_EXERCISE REQUIREMENTS_
Reproduce every line of the entries below verbatim, leaving out the pictures.

BEGIN EXTRACTED ENTRIES

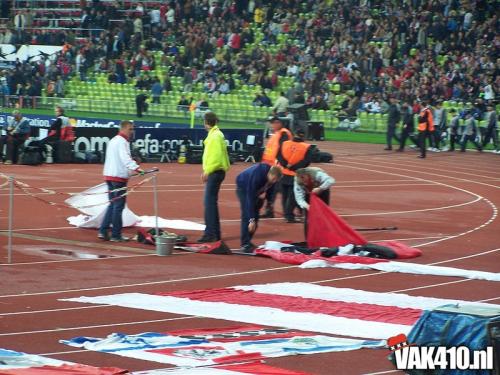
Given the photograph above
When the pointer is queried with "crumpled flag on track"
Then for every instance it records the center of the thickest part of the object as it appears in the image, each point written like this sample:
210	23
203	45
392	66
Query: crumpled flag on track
92	206
277	251
326	229
272	250
18	363
351	263
253	368
207	347
302	306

END EXTRACTED ENTRIES

_RESULT OF THIS TASK_
Given the photograph above
When the pointer is queried with "crumpled flag on track"
Then for every instance it records the center of the thickest part of the object as it appears in the image, each point written like this sample:
210	23
203	45
392	66
Query: crumpled flag on track
92	206
277	251
326	229
272	250
18	363
351	263
253	368
207	347
302	306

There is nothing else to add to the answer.